### Task statement
Below is some material; transcribe all of it exactly.

====== Data for processing ======

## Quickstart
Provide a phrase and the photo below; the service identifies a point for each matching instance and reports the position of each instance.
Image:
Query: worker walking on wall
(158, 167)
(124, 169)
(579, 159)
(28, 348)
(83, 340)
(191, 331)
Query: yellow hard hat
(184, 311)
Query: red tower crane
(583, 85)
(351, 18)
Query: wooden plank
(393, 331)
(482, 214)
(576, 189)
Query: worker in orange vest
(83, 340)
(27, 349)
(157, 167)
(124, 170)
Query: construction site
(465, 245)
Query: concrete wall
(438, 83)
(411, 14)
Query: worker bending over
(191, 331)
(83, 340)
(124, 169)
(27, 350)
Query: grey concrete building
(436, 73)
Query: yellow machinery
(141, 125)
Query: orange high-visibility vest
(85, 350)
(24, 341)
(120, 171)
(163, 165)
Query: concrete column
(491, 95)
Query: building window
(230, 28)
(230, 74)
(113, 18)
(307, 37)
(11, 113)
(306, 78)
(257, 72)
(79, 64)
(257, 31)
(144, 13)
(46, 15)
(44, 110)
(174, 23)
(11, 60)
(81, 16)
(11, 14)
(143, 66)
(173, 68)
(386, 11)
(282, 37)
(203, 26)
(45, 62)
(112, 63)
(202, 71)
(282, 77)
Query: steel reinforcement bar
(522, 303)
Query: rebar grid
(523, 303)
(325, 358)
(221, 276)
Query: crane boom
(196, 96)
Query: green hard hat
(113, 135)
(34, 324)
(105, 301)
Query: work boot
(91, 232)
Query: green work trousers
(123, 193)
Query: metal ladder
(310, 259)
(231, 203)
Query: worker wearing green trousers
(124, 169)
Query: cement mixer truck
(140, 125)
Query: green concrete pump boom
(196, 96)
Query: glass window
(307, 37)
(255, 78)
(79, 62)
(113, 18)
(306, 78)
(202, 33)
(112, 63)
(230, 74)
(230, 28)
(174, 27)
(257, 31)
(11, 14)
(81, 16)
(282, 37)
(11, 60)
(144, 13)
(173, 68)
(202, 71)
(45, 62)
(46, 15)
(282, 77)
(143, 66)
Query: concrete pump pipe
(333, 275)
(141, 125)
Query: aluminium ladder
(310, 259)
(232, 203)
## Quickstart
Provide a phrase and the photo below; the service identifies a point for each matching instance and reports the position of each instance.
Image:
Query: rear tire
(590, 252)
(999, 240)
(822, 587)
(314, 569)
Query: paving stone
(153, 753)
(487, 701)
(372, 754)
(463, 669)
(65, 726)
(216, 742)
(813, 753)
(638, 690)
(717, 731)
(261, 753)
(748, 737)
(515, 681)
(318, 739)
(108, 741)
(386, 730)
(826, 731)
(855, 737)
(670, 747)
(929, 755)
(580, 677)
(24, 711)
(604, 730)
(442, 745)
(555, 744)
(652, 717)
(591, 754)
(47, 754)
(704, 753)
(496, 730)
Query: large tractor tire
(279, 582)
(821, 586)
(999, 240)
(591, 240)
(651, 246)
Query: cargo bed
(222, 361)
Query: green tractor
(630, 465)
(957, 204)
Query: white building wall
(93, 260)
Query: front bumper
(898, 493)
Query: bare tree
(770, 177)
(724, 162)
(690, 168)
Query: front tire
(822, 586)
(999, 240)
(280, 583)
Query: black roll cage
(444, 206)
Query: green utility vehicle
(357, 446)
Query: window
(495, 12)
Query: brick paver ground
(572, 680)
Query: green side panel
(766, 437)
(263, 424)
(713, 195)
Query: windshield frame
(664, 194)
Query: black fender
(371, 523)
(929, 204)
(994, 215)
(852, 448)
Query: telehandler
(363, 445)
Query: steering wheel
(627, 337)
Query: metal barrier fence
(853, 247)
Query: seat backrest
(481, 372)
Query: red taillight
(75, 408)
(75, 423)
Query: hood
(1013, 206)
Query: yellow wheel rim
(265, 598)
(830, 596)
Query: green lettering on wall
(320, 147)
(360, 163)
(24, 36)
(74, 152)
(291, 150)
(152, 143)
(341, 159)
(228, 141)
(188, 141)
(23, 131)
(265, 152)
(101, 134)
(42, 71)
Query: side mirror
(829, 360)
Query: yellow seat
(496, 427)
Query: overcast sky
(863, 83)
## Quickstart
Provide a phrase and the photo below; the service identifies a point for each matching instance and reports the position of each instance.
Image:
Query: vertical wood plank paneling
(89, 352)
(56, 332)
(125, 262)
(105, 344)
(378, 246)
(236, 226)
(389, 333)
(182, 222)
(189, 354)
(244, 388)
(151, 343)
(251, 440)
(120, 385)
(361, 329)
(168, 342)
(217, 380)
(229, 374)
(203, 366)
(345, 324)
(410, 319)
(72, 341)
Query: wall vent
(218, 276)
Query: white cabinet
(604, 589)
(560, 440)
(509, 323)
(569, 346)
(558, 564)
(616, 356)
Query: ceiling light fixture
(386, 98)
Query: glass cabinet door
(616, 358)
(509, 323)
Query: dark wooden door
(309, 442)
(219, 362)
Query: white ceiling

======

### Task output
## Quickstart
Provide a phrase and the photo below; the service identifies a point for each matching instance and reports the position of each instance.
Image:
Query: worker walking on wall
(158, 167)
(124, 169)
(579, 159)
(28, 348)
(83, 340)
(191, 331)
Query: yellow hard hat
(184, 311)
Query: red tower crane
(583, 85)
(351, 18)
Query: wooden plank
(393, 331)
(482, 214)
(576, 189)
Query: worker in orange vest
(83, 340)
(27, 349)
(157, 167)
(124, 170)
Query: construction site
(465, 245)
Query: concrete wall
(438, 83)
(411, 14)
Query: worker bending over
(191, 331)
(83, 340)
(124, 169)
(27, 350)
Query: grey concrete building
(436, 73)
Query: yellow machinery
(141, 125)
Query: orange high-visibility vest
(85, 350)
(24, 341)
(120, 171)
(163, 165)
Query: concrete column
(491, 95)
Query: building window
(230, 28)
(230, 74)
(113, 18)
(307, 37)
(11, 113)
(306, 78)
(257, 72)
(79, 64)
(257, 31)
(144, 13)
(46, 15)
(44, 110)
(174, 23)
(11, 60)
(81, 16)
(11, 14)
(143, 66)
(173, 68)
(386, 11)
(282, 37)
(203, 26)
(45, 62)
(112, 63)
(202, 71)
(282, 77)
Query: steel reinforcement bar
(522, 303)
Query: rebar grid
(523, 303)
(325, 358)
(221, 276)
Query: crane boom
(196, 96)
Query: green hard hat
(113, 135)
(34, 324)
(105, 301)
Query: work boot
(91, 232)
Query: green work trousers
(123, 193)
Query: metal ladder
(310, 259)
(231, 203)
Query: worker wearing green trousers
(124, 169)
Query: cement mixer truck
(140, 125)
Query: green concrete pump boom
(196, 96)
Query: glass window
(307, 37)
(255, 78)
(79, 62)
(113, 18)
(306, 78)
(202, 33)
(112, 63)
(230, 74)
(230, 28)
(174, 27)
(257, 31)
(11, 14)
(81, 16)
(282, 37)
(11, 60)
(144, 13)
(173, 68)
(202, 71)
(45, 62)
(46, 15)
(282, 77)
(143, 66)
Query: concrete pump pipe
(333, 275)
(141, 125)
Query: aluminium ladder
(310, 259)
(232, 203)
## Quickstart
Provide a phrase and the photo below; the service identifies a point for each matching instance and reports the position of each instance.
Image:
Query: rear tire
(590, 252)
(999, 240)
(822, 587)
(314, 569)
Query: paving stone
(153, 753)
(487, 701)
(372, 754)
(463, 669)
(65, 726)
(216, 742)
(813, 753)
(638, 690)
(717, 731)
(261, 753)
(748, 737)
(515, 681)
(318, 739)
(108, 741)
(386, 730)
(826, 731)
(855, 737)
(670, 747)
(929, 755)
(580, 677)
(24, 711)
(604, 730)
(442, 745)
(555, 744)
(652, 717)
(591, 754)
(47, 754)
(704, 753)
(496, 730)
Query: large tractor tire
(279, 582)
(821, 586)
(999, 240)
(591, 240)
(651, 246)
Query: cargo bed
(222, 361)
Query: green tractor
(630, 465)
(957, 204)
Query: white building wall
(93, 260)
Query: front bumper
(898, 493)
Query: bare tree
(770, 177)
(724, 162)
(690, 168)
Query: front tire
(822, 586)
(999, 240)
(280, 583)
Query: black roll cage
(444, 206)
Query: green utility vehicle
(357, 446)
Query: window
(495, 12)
Query: brick paver ground
(572, 680)
Query: green side panel
(766, 437)
(263, 424)
(713, 195)
Query: windshield frame
(664, 194)
Query: black fender
(371, 523)
(929, 204)
(994, 215)
(852, 448)
Query: telehandler
(363, 445)
Query: steering wheel
(627, 337)
Query: metal barrier fence
(853, 247)
Query: seat backrest
(481, 372)
Query: red taillight
(75, 408)
(75, 423)
Query: hood
(1013, 206)
Query: yellow wheel rim
(265, 598)
(830, 596)
Query: green lettering on wall
(320, 147)
(360, 163)
(24, 36)
(74, 152)
(291, 150)
(152, 143)
(341, 159)
(228, 141)
(188, 141)
(23, 131)
(265, 152)
(101, 134)
(42, 71)
Query: side mirror
(829, 360)
Query: yellow seat
(496, 427)
Query: overcast sky
(863, 83)
## Quickstart
Provide a phrase and the photo below; the service identifies a point for each matching instance and reports the position of each instance.
Image:
Query: vertical wood plank paneling
(89, 352)
(56, 332)
(125, 262)
(105, 344)
(378, 246)
(236, 226)
(389, 333)
(182, 222)
(189, 354)
(244, 388)
(151, 343)
(251, 440)
(120, 385)
(361, 329)
(168, 342)
(217, 380)
(229, 374)
(203, 366)
(345, 324)
(410, 319)
(72, 341)
Query: wall vent
(218, 276)
Query: white cabinet
(604, 589)
(560, 440)
(509, 323)
(569, 346)
(558, 564)
(616, 356)
Query: ceiling light fixture
(386, 98)
Query: glass cabinet door
(616, 358)
(509, 323)
Query: dark wooden door
(309, 442)
(219, 362)
Query: white ceiling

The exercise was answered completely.